§ **Activity**:
Determine how many lines of the records include "frame", and answer with the number alone.

BEGIN Records for this task

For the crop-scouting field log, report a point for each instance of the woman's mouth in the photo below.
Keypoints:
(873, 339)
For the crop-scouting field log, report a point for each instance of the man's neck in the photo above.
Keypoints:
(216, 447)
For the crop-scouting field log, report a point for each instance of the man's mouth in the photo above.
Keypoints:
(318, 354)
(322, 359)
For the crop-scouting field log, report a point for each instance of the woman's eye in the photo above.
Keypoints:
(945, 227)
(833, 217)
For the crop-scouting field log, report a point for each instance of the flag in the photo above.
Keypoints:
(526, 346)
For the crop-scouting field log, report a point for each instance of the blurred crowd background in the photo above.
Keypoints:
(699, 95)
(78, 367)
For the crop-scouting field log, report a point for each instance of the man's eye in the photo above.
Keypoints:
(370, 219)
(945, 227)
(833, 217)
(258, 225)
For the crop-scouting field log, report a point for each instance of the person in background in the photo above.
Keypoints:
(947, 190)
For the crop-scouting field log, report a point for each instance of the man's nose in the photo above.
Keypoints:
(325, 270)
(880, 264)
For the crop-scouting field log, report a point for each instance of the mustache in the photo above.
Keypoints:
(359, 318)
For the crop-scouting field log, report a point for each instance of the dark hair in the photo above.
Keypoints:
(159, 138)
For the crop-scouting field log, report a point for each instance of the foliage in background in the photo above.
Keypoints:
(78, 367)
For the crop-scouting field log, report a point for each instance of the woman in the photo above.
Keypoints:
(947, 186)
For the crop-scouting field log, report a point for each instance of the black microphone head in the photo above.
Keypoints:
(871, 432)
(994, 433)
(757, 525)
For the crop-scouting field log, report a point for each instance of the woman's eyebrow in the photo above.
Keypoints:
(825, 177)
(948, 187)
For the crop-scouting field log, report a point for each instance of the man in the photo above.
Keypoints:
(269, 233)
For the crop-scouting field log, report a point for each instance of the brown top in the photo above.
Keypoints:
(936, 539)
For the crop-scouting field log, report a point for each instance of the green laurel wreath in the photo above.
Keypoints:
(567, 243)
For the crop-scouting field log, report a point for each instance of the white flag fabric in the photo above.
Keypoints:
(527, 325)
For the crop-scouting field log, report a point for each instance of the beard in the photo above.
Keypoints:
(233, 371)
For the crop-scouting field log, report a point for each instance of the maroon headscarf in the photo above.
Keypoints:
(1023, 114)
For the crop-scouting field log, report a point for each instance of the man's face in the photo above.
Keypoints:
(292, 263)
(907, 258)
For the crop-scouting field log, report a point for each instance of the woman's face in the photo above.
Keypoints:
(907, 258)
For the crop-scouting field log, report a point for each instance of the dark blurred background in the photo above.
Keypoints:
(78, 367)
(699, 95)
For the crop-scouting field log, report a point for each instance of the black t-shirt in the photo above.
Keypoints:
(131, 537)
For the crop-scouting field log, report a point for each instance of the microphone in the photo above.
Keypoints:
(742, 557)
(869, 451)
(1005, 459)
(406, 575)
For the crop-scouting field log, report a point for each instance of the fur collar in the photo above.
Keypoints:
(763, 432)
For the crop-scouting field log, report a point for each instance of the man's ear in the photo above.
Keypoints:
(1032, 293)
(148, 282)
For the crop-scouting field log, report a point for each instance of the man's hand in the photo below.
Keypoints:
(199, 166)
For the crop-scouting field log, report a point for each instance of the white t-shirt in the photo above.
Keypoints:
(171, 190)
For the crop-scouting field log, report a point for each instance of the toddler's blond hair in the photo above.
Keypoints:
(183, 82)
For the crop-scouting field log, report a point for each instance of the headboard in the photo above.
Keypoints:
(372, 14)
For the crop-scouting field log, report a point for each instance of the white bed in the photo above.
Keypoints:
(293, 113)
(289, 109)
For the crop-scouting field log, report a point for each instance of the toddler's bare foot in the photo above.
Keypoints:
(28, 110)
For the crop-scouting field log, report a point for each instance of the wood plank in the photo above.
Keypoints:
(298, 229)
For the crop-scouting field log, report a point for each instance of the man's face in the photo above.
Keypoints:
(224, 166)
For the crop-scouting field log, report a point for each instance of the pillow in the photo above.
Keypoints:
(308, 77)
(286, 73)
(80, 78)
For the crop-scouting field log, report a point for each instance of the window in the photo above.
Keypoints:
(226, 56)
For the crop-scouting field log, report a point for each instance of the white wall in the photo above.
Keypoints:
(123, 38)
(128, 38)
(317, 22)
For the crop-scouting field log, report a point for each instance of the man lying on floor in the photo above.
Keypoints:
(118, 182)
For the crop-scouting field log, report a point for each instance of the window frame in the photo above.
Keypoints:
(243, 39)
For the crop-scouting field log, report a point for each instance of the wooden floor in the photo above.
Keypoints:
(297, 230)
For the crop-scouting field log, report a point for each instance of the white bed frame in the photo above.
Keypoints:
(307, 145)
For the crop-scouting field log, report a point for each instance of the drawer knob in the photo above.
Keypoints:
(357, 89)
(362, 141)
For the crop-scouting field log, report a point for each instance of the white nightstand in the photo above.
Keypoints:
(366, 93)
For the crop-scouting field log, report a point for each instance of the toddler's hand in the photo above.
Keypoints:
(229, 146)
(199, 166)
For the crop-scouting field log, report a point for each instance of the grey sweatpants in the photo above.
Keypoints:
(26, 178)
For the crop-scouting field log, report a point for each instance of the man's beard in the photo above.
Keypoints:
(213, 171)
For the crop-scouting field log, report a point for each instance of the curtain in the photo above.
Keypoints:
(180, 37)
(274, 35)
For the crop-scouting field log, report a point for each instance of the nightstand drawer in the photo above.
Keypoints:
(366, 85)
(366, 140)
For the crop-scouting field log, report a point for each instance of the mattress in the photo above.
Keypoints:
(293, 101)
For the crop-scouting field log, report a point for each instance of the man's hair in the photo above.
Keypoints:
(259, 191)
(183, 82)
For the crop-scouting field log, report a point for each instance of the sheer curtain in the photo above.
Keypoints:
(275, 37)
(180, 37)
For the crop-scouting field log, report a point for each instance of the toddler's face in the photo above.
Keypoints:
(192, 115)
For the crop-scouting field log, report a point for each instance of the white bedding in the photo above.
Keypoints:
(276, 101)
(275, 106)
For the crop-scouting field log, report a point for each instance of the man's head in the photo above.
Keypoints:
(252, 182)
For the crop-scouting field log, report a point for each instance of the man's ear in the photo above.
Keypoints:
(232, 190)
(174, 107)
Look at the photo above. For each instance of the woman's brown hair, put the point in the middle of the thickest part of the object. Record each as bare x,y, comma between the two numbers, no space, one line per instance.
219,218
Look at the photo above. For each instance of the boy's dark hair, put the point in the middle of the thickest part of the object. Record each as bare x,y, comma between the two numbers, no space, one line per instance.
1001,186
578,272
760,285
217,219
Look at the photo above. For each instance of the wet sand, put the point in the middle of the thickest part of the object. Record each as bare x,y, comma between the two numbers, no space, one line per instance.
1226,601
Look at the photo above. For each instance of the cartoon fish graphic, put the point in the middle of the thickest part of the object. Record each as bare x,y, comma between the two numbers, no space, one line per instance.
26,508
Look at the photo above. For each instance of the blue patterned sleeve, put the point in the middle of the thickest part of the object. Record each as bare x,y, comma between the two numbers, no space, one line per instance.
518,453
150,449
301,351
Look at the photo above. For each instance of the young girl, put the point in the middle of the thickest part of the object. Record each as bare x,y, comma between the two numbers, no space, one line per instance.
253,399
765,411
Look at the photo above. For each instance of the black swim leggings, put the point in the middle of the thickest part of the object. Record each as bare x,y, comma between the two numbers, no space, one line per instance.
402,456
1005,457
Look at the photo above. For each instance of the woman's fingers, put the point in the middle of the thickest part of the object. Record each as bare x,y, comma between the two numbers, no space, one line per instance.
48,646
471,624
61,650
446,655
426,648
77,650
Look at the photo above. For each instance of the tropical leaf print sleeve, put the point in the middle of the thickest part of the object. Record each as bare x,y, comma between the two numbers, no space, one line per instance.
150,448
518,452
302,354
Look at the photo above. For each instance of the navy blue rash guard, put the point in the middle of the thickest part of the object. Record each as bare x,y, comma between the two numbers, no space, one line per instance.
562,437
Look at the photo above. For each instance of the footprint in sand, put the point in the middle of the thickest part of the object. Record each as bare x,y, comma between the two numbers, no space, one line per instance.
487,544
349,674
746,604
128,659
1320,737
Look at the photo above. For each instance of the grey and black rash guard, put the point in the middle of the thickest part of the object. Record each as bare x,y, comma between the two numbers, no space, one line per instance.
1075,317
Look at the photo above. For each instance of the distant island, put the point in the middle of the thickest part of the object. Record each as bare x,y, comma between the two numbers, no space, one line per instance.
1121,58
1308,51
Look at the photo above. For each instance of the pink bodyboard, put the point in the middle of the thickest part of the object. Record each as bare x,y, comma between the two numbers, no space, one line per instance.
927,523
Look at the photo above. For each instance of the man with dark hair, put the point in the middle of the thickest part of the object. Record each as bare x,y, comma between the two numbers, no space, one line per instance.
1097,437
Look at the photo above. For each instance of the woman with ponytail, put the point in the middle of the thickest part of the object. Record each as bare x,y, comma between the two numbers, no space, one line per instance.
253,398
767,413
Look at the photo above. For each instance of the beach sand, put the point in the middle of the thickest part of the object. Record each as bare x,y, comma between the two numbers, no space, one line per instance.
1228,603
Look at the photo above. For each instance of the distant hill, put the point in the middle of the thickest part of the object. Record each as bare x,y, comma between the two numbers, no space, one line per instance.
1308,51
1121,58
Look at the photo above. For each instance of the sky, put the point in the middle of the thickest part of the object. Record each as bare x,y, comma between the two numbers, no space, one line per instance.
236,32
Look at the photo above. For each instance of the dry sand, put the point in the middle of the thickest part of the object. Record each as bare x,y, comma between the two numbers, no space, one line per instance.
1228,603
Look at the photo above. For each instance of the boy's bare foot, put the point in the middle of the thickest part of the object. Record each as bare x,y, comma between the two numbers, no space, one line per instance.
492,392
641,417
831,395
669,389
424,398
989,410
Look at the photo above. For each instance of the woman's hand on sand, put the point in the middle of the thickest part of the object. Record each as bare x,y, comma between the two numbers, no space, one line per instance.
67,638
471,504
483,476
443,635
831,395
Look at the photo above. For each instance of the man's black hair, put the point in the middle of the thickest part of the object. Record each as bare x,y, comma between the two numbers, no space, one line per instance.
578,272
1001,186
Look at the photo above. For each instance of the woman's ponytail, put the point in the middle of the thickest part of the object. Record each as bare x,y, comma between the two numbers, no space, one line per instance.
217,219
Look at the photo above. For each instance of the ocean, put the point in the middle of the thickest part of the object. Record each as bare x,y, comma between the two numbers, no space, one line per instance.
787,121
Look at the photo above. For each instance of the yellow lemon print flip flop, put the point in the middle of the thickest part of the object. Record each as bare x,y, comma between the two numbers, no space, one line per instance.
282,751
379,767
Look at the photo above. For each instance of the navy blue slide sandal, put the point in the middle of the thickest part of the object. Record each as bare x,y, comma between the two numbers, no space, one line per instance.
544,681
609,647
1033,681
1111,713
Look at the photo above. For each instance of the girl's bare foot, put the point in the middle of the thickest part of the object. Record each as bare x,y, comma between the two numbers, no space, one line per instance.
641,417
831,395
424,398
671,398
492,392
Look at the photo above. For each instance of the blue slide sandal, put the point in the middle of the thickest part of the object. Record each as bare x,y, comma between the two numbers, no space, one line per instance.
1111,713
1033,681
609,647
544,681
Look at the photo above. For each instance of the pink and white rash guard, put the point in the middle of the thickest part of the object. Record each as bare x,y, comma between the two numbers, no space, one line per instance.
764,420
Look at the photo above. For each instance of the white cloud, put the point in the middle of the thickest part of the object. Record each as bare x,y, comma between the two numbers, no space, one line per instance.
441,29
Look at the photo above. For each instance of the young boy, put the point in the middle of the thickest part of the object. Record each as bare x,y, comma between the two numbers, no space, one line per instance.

END Records for this task

§ **Response**:
2